#### [Document section]

-------

Wednesday, July 27, 2016
Everything
You Need to Know about Health and Disease
You can
always count on Americans to do the right thing – after we have tried
everything else.
Winston
Churchill
Winston had it right when it pertains to health care.
We have tried market care,
government care, Medicare, Medicaid,
and a blending of the four- ObamaCare.
We have tried blaming the doctors, the pharmaceutical
companies, the big insurers, the
progressives, the insurers.
None of it has worked too well. So now we have decided to step back and
examine the real culprits – our genetic background – our age, race, education,
sexual orientation, and gender - and our
lifestyles – what we eat, how much we exercise, some, drink, and sleep.
Doctors have known this for a long time – you cannot prevent
or treat a chronic disease, or transform a life style or stop a bad habit– in a
15 minute office visit. The truth is: what
goes on outside the office or the hospital, not what goes on inside, that
determines health or stops a disease in
its tracks.
Precision
Medicine Initiative
The Obama administration
finally recognizes this reality. In concert with thousands of researchers,
scientists, physicians, clinics, data
experts – the administration has asked
for million volunteer patients , to join
in a “precision medicine initiative” to collect information from questions,
physical exams, electronic health
records, DNA and genomic analyses and other sources to from a “precision
medicine cohort.”
The idea behind this $130 million federal initiative to solve the mysteries of disease and why it
occurs, says Rhonda K.Trousdale, MD, an endocrinologist
at Harlem Hospital is
“To use data to find correlations between peoples’ life
style, family history, environment, and
genomic data – to figure out what factors contribute to disease and how they
effect different populations in different ways.

-------

#### [Activity]
Write the next part of the post about health care and the Precision Medicine Initiative, starting after its last sentence. The material placed after this post was taken from a separate source.

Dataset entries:
-------

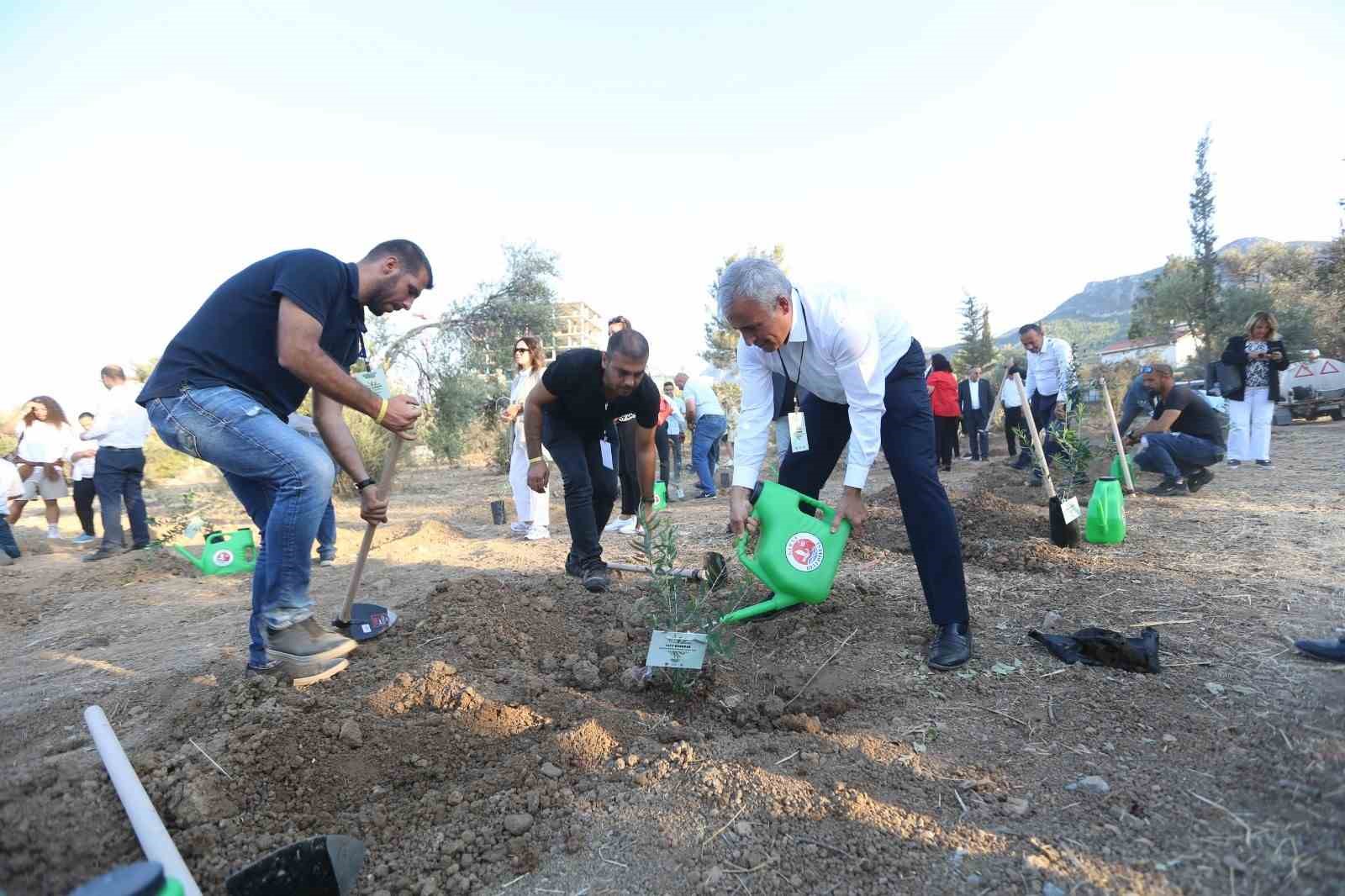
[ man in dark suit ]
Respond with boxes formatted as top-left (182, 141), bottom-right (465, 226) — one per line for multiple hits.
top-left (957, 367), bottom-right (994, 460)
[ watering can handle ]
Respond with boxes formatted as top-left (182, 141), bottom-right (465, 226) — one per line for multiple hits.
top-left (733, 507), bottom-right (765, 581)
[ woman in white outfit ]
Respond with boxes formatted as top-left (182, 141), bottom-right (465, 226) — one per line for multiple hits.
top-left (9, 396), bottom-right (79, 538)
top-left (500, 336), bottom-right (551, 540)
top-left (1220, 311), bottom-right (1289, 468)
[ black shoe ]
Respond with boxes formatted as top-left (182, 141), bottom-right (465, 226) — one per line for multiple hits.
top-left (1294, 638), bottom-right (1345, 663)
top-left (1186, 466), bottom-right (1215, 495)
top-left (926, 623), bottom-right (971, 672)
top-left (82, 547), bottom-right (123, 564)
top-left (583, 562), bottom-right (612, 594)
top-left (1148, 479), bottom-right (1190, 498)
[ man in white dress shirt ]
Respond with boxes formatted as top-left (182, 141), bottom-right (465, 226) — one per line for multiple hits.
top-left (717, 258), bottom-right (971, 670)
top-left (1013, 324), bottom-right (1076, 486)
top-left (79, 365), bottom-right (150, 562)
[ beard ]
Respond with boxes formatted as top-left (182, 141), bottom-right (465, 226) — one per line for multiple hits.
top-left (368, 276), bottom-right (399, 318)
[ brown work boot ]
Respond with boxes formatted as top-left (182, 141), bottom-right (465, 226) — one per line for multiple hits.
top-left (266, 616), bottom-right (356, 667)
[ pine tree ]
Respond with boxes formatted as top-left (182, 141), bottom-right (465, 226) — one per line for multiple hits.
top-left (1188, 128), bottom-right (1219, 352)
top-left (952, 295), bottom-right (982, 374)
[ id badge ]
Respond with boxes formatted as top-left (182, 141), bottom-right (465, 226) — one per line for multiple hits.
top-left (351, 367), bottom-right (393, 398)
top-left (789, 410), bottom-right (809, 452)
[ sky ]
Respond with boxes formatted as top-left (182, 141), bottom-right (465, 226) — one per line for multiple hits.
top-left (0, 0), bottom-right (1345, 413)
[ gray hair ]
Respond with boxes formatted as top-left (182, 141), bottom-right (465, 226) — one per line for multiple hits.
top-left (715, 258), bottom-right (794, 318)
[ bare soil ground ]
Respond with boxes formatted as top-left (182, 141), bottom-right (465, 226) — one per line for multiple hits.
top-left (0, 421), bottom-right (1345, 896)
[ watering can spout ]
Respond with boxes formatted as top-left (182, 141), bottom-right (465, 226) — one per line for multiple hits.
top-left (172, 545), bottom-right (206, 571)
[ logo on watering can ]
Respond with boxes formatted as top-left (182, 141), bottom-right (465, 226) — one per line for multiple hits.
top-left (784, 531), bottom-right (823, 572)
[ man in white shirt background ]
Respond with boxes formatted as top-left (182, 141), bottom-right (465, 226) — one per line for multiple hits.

-------

#### [Response]
That’s what precision medicine is all about.”
Bringing Together Various Players in Health System
I like this project.
It brings together all the players - patients, physicians, investigators, information technology geeks, politicians - in our culture, our health system, and our government in a
conjoint effort.
And it takes advantage of the latest technologies- rapid
reductions in the cost of high-throughput genomic sequencing, targeting potential molecular targets for therapy, particularly for killer diseases like cancer,
diabetes, and cardiovascular disease.
It uses widespread access to iphones and other devices to makes it possible to collect data form patient
volunteers. The initiative empowers
clinicians, patients, and investigators to work together towards more personal care to improve outcomes.
This initiative may take 10 years to bear fruit. But it is bipartisan, recognizes the realities of genomics, life style factors, and genomics in the
evolution of disease, and emphasizes factors beyond what occurs in hospitals
and doctors offices, which treat diseases after the horse has left the barn and have little control on what happens
outside the barn.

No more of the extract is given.